* **What you are asked to do**:
Rewrite the records below with "thickest part" swapped for "widest part" wherever it occurs, leaving everything else unchanged.

(Data entries)
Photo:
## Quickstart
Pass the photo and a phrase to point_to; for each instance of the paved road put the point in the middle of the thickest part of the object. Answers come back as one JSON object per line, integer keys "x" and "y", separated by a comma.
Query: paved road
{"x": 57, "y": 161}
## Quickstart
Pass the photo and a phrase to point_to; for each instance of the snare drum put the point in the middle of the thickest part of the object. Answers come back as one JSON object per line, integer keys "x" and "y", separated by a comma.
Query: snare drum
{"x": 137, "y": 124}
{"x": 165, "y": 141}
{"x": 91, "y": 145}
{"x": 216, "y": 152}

* **Task result**:
Photo:
## Quickstart
Pass the photo and a phrase to point_to; for each instance of the paved road put the point in the middle of the widest part of the object. Answers come back as one JSON object per line, integer keys "x" and "y", separated by a comma.
Query: paved road
{"x": 57, "y": 161}
## Quickstart
Pass the photo and a phrase to point_to; for each instance of the snare drum put the point in the middle of the widest part of the object. Answers come back as one JSON object per line, integer keys "x" and "y", separated by a comma.
Query: snare drum
{"x": 137, "y": 124}
{"x": 165, "y": 141}
{"x": 91, "y": 145}
{"x": 216, "y": 152}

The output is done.